### Quoted text
[Begin]

Patch: Better hash function

Thu Oct 12 04:07:32 UTC 2006

I don't think so.

Steve benchmarked it and saw no improvement over the latest hash lookup
(Jenkins2006).

Here's a good paper that really dives into the concerns I have about judy.

   http://www.nothings.org/computer/judy/

The money quote:

"There are a few potential disadvantages to keep in mind about the Judy
approach. Its author argues that approaching the problem as engineering
means accepting that complexity is how you get good performance; simplicity
is for theoreticians. But this complexity leads to things like a data
structure with 20,000 lines of code designed on the assumption that a
cache-line is 64 bytes being used primarily on machines with 32-byte cache
lines; a redesign optimized for 32-byte cache lines would come close to
starting from scratch.

Additionally, some of Judy's space and speed improvements come from
strategies that could be used by any data structure but aren't because
they're not good software engineering. Most abstract data types give you a
fixed pointer good for the life of that datatype; Judy omits one level of
indirection and gives you a pointer that may change during the life of the
associative array as it grows and shrinks; if you want multiple objects to
have pointers to the same Judy array, you'll need to wrap the
changing-pointer in another data structure--just like how data structures
are normally. Judy saves space by encoding information in the bottom bits of
the pointer; this would interfere with any other use of the bottom bits,
e.g. in a language that uses tagged boxed data like OCaml."

On 10/11/06 8:31 PM, "Jason Titus" <jazzmantitus at yahoo.com> wrote:

> Is it worth considering Judy trees ( http://judy.sourceforge.net/ )
> instead of the existing hash table?  The claim is that it can be
> faster and more memory efficient (and even allows iteration).  There
> is a pretty thorough set of documentation on them at - http://
> judy.sourceforge.net/application/shop_interm.pdf
> 
> I thought about this a while ago but didn't mention it because it
> seemed like a big change.  But if folks are considering changing the
> hashing algorithm.....
> 
> Jason
> 
> On Oct 11, 2006, at 5:22 PM, Steven Grimm wrote:
> 
>> This patch replaces the old hash function with a newer one from the
>> same author (see http://www.burtleburtle.net/bob/hash/doobs.html --
>> this is the code from lookup3.c referenced on that page). The new
>> function is significantly faster and produces better output.
>> 
>> The only controversial thing here is that there's now a test in
>> configure.ac to detect whether the system is little- or big-endian,
>> because the new algorithm needs to do different things depending on
>> byte order. I've tested it on MacOS X and Linux, but before I
>> commit this I'd appreciate some confirmation that the byte order
>> test works on other platforms.

[End]

### Written task 1
Answer these questions about the hash function thread:
(a) What did Steve's benchmark show about Judy compared with the latest hash lookup?
(b) According to the quoted paper, how many lines of code does the Judy data structure have?
(c) On which systems did Steven Grimm test the patch?
### Written task 2
Gather every line of the records that contains the string "instance", matching case exactly.

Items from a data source

[Begin]

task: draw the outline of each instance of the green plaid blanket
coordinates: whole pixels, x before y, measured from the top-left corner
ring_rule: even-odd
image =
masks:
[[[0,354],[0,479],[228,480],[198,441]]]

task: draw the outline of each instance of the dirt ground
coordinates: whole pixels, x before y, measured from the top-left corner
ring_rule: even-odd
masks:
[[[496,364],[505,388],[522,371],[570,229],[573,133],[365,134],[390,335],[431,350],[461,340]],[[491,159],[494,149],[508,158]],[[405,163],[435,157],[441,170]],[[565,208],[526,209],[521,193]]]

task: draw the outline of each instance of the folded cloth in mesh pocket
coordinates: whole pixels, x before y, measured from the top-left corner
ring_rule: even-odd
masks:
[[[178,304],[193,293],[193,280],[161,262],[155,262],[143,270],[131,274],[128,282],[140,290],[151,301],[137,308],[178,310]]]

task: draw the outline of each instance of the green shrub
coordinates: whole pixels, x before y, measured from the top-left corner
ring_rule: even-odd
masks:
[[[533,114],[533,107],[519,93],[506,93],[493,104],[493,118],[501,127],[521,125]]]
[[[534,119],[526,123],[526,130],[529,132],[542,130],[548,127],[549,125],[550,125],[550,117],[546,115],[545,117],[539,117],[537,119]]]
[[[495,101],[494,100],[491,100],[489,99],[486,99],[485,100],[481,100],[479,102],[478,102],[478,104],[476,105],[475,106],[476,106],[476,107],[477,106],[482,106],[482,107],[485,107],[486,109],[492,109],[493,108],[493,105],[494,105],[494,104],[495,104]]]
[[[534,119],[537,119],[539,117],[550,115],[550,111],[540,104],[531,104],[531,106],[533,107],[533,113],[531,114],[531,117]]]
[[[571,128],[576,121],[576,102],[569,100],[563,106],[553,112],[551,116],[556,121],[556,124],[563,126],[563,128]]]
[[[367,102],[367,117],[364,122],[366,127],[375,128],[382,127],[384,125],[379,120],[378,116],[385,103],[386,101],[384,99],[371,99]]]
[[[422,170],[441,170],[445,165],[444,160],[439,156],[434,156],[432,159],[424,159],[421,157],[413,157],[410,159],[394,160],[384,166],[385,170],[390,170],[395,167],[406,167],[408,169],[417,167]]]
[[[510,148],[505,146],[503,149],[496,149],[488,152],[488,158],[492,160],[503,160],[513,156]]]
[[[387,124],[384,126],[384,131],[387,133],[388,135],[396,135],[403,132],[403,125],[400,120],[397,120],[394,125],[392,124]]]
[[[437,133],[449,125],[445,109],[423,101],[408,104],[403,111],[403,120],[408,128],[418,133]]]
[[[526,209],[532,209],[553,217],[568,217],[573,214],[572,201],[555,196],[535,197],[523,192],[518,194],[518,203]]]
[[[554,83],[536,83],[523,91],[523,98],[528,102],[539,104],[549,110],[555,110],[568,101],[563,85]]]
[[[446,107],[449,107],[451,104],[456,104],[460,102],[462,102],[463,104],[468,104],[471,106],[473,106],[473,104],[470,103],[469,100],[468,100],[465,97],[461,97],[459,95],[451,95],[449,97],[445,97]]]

[End]

### Full solution 1
(a) No improvement over the latest hash lookup (Jenkins2006).
(b) 20,000 lines.
(c) MacOS X and Linux.

### Full solution 2
task: draw the outline of each instance of the green plaid blanket
task: draw the outline of each instance of the dirt ground
task: draw the outline of each instance of the folded cloth in mesh pocket
task: draw the outline of each instance of the green shrub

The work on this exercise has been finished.